» **Aim**
Pick out every line in the records below that contains the word "dark" and copy those lines. Case counts.

==== Data section ====

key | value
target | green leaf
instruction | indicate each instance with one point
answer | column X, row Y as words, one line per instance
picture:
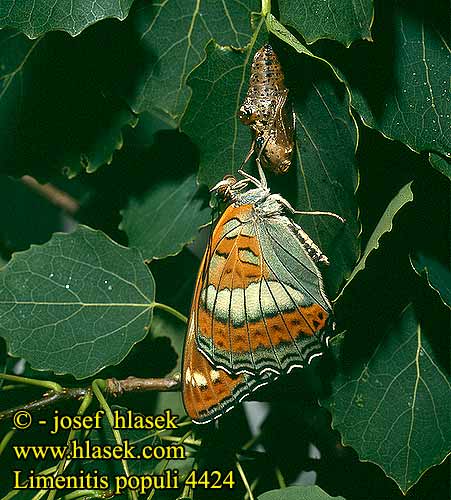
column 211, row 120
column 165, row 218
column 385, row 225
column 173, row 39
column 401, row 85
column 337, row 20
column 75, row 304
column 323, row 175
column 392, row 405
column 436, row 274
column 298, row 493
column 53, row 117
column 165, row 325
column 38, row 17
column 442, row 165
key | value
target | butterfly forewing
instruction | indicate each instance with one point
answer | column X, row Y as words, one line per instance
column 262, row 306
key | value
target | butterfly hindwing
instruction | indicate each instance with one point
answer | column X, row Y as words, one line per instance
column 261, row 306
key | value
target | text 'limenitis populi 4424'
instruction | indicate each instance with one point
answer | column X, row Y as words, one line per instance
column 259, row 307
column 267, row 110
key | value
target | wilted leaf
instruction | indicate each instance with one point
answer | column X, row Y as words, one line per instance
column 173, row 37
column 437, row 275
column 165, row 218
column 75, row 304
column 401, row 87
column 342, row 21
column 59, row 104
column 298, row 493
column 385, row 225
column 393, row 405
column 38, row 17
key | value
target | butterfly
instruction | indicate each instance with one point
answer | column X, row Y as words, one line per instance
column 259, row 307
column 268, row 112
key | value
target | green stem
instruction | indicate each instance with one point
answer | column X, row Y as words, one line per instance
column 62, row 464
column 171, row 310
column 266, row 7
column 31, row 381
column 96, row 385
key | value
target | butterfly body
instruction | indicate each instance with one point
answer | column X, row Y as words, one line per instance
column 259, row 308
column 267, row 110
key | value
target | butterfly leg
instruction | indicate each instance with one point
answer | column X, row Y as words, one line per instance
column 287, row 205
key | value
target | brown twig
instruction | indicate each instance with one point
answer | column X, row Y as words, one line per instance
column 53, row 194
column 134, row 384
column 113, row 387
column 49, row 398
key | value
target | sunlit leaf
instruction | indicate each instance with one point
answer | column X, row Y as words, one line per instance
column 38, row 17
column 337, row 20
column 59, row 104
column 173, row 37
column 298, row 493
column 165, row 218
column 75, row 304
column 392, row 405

====
==== Data section ====

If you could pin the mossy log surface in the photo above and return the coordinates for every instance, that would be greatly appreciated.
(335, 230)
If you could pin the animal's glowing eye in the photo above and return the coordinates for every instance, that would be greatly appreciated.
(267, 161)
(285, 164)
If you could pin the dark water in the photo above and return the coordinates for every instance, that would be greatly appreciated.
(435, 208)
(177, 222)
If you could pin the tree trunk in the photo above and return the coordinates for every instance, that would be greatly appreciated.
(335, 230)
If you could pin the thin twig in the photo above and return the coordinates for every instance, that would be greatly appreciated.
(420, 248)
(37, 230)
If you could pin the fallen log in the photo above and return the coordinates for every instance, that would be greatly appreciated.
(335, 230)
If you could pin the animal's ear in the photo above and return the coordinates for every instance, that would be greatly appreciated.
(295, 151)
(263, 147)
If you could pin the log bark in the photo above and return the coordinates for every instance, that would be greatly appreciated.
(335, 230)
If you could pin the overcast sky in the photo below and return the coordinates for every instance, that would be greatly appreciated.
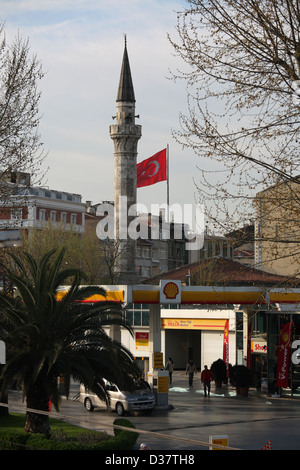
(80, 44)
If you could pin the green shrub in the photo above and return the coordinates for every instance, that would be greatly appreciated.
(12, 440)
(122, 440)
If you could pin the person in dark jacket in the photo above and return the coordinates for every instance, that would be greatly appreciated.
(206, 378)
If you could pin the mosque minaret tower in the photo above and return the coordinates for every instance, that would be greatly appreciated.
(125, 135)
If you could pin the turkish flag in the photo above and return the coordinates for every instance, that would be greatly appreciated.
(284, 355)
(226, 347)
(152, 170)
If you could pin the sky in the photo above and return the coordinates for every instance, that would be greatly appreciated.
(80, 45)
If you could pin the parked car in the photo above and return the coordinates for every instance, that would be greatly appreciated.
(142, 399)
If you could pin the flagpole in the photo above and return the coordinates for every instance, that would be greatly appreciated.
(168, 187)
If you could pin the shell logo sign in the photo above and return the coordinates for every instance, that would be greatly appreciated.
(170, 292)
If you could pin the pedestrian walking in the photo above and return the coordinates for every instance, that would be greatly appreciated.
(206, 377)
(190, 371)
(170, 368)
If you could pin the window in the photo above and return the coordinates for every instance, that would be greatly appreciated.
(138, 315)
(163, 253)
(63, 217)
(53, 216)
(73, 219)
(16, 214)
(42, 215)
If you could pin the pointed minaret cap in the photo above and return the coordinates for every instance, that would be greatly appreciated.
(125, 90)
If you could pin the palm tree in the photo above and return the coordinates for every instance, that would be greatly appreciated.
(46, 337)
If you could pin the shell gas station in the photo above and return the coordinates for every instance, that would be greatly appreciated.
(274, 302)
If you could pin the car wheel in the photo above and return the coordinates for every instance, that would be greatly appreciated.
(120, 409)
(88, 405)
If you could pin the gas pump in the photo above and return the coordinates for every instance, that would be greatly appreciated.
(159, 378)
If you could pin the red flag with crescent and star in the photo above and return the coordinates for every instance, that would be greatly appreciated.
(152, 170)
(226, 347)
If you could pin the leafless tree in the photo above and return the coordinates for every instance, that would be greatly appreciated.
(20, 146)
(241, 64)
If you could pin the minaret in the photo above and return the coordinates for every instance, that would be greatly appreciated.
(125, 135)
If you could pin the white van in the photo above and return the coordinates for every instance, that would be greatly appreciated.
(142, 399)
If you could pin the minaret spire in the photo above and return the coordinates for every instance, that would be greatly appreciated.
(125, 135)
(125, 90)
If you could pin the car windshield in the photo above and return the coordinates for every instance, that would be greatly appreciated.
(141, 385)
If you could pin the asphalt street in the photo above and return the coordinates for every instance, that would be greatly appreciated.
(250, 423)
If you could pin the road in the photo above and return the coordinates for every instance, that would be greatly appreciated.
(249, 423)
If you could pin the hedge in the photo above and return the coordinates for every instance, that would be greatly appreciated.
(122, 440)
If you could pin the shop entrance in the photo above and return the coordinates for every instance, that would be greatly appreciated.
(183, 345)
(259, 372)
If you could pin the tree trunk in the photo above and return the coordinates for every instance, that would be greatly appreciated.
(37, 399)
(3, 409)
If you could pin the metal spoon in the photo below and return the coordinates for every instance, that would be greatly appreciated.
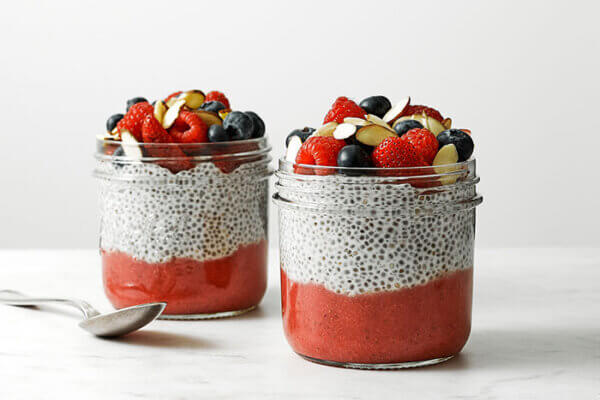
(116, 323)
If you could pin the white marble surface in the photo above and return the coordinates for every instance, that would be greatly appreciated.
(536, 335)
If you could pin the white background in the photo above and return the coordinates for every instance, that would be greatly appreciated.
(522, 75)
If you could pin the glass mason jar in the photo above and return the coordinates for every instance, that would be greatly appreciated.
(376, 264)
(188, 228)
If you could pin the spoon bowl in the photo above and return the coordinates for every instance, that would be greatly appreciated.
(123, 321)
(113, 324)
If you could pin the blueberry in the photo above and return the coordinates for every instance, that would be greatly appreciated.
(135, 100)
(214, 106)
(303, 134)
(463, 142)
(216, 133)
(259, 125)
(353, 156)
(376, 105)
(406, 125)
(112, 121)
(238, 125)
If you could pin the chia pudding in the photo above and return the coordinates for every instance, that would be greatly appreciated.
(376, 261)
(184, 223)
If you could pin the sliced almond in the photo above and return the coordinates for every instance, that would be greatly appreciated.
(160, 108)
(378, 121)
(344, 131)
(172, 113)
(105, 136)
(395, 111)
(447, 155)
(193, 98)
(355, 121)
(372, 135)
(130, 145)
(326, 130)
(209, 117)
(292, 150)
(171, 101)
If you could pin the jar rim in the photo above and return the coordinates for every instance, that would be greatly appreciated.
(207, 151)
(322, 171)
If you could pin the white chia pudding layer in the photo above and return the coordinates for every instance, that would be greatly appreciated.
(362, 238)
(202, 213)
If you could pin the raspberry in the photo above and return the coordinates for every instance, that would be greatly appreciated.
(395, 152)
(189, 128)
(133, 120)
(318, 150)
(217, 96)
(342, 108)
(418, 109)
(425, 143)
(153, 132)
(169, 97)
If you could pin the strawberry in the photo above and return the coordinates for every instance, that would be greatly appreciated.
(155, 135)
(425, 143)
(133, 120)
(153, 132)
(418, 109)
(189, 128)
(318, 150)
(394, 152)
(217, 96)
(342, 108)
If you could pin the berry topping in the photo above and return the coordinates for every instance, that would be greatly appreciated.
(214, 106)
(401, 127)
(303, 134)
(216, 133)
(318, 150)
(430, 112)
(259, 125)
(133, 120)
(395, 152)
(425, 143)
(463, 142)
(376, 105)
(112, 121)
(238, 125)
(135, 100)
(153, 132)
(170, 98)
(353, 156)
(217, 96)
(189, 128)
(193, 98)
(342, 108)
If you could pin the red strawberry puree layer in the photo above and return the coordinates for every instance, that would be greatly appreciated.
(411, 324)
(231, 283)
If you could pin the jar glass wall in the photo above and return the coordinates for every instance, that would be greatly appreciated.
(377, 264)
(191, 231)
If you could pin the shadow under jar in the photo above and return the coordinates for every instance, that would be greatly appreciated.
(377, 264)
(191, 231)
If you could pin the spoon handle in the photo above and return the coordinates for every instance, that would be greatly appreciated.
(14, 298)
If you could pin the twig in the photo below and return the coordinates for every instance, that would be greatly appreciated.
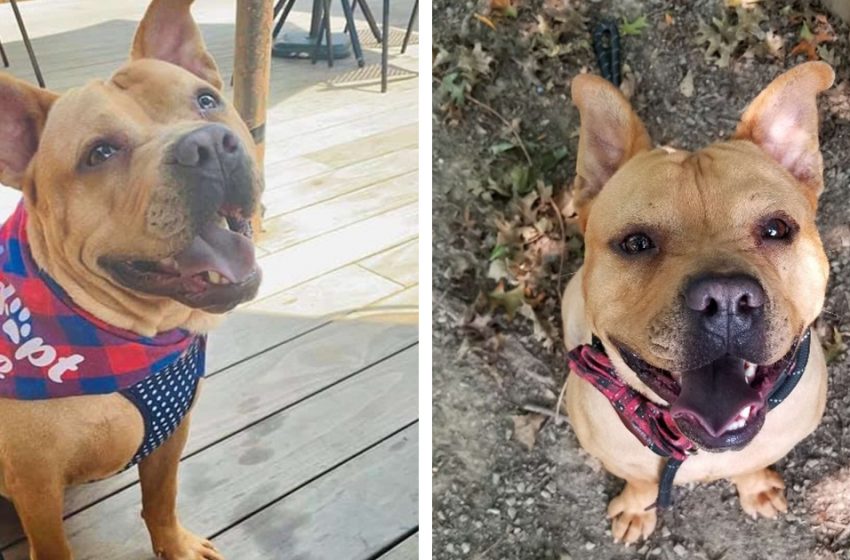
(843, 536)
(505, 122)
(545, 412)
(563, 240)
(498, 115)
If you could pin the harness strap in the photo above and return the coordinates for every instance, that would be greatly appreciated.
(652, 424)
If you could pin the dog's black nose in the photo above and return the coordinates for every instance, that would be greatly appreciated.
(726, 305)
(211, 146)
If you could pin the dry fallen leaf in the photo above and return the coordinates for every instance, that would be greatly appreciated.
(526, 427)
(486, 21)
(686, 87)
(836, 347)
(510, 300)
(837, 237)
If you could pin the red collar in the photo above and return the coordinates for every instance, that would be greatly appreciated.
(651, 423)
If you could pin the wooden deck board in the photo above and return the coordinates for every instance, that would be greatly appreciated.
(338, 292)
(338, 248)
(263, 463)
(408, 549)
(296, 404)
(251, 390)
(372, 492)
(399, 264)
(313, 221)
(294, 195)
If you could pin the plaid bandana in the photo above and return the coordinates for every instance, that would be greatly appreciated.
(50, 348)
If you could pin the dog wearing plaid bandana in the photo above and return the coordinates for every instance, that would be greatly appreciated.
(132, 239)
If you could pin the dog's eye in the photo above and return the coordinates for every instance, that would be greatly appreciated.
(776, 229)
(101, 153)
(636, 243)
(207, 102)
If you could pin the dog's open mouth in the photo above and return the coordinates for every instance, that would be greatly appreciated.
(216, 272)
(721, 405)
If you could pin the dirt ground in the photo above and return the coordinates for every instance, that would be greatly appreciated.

====

» **Answer below**
If you could pin the dark water in the photo above and return the coordinates for every instance, that would be greatly appreciated.
If you could pin the person in dark jacket in the photo above and return the coordinates for every instance, that would be greatly appreciated.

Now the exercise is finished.